PASSAGE -
- - -
Skip to main content

Agent System

AlphaApollo is built around an environment-driven, multi-turn agentic reasoning system that follows the Gym-style interface pattern. At its core, a language model interacts with a structured environment over multiple turns: at each step the model produces an action (potentially including tool calls), the environment executes it, returns an observation, and the loop continues until the problem is solved or a budget is exhausted.

Architecture Overview

The system is organized in a layered hierarchy, from the lowest-level abstraction up to the orchestration layer:

Each layer adds a well-defined concern:

LayerResponsibility
EnvAbstract step / reset / close interface
BaseTextEnvTool group management and tool dispatch
InformalMathEnvReward computation, action parsing, tool pattern matching
MultiProcessEnvThread-pool parallelism over a batch of environments
EnvironmentManagerPrompt construction, memory read/write, projection, success evaluation
GenerationTokenization, model inference integration (verl / evolving)
- - -
BRIEF 1 -
Please shift every coordinate in the listing's answers by adding 125, and give again only the lines of the listing from the line with "Where can the woman's mouth" up to and including its last line, with the requests kept in.

EXTRACTED DATA -
- - -
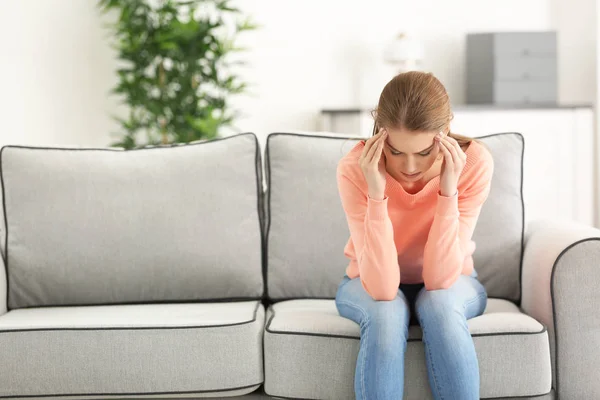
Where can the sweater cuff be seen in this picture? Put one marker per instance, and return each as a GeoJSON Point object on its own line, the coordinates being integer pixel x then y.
{"type": "Point", "coordinates": [447, 206]}
{"type": "Point", "coordinates": [377, 209]}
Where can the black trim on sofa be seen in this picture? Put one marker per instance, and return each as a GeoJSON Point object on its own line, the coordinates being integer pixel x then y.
{"type": "Point", "coordinates": [516, 301]}
{"type": "Point", "coordinates": [259, 196]}
{"type": "Point", "coordinates": [133, 393]}
{"type": "Point", "coordinates": [136, 328]}
{"type": "Point", "coordinates": [562, 253]}
{"type": "Point", "coordinates": [483, 398]}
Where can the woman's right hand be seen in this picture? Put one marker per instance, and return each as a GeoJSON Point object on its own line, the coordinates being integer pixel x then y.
{"type": "Point", "coordinates": [372, 164]}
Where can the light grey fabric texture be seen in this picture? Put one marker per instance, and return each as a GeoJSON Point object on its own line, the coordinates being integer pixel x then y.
{"type": "Point", "coordinates": [308, 230]}
{"type": "Point", "coordinates": [499, 230]}
{"type": "Point", "coordinates": [311, 351]}
{"type": "Point", "coordinates": [149, 225]}
{"type": "Point", "coordinates": [132, 349]}
{"type": "Point", "coordinates": [560, 289]}
{"type": "Point", "coordinates": [3, 287]}
{"type": "Point", "coordinates": [572, 289]}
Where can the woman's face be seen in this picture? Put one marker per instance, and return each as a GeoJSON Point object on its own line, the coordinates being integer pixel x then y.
{"type": "Point", "coordinates": [409, 154]}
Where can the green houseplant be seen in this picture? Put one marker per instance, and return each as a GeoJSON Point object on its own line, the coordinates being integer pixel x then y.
{"type": "Point", "coordinates": [174, 70]}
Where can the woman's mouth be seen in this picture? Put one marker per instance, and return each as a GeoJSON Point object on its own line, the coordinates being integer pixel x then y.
{"type": "Point", "coordinates": [411, 176]}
- - -
BRIEF 2 -
In the agent system description, what happens at each step of the interaction between the language model and the environment, and when does the loop end?

FINAL ANSWER 1 -
Where can the woman's mouth be seen in this picture? Put one marker per instance, and return each as a GeoJSON Point object on its own line, the coordinates being integer pixel x then y.
{"type": "Point", "coordinates": [536, 301]}

FINAL ANSWER 2 -
At each step the model produces an action, which may include tool calls. The environment executes that action and returns an observation. The loop continues until the problem is solved or a budget is exhausted.